## Exercise prompt:
Copy exactly the lines from the "road shown in the photo above." line to the end, both included, and nothing else.
* begin Dataset *
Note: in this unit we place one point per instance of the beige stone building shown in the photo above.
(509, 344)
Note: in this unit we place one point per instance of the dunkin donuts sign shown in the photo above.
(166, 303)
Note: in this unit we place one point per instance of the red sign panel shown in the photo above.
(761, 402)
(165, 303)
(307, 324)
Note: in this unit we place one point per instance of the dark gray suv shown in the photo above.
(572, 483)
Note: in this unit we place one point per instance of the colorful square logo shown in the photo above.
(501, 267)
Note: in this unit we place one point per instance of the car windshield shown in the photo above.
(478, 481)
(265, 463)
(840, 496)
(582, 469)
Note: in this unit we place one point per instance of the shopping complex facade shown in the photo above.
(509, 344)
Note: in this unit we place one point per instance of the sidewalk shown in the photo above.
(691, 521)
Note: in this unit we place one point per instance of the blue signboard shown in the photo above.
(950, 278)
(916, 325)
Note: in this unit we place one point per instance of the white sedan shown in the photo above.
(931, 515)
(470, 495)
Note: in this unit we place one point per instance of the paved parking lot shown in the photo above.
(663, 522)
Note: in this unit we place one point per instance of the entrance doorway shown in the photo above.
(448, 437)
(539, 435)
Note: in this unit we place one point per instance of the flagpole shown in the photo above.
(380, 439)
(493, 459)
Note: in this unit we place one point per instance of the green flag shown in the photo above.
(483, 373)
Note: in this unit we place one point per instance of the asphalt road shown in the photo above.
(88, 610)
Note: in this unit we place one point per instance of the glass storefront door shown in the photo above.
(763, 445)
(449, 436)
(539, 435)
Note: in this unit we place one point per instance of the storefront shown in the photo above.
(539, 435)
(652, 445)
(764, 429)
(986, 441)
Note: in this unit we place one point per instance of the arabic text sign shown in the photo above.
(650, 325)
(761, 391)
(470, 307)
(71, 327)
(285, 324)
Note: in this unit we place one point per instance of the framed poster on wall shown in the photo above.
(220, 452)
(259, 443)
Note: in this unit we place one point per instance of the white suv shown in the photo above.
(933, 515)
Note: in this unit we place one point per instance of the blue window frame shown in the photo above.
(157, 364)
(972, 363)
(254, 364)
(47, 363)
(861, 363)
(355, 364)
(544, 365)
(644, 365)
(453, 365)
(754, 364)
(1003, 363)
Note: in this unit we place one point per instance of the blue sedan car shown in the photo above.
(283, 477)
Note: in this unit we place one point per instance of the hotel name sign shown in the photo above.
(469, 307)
* end Dataset *
## Worked solution:
Note: in this unit we place one point per instance of the asphalt road shown in the photo above.
(88, 610)
Note: in this unit we place one point per instance of the glass storefront door shown in the photo above.
(763, 445)
(449, 436)
(539, 435)
Note: in this unit we place one point per instance of the storefront shown in the photo above.
(539, 435)
(652, 445)
(764, 429)
(986, 441)
Note: in this unit we place one point per instance of the arabic text sign shown in the photo above.
(650, 325)
(761, 391)
(470, 307)
(71, 327)
(285, 324)
Note: in this unit we place one point per instance of the framed poster on wall shown in the photo above.
(220, 452)
(259, 443)
Note: in this unit we place one point per instance of the white suv shown in the photo above.
(933, 515)
Note: in this unit we place one point per instance of the blue window frame shown in the photo above.
(157, 364)
(972, 363)
(254, 364)
(47, 363)
(861, 363)
(355, 364)
(544, 365)
(644, 365)
(453, 365)
(754, 364)
(1003, 363)
Note: in this unit we place one point per instance of the blue sedan car shown in the photo above.
(283, 477)
Note: in this unit we place one point per instance of the hotel name sign shown in the photo above.
(469, 307)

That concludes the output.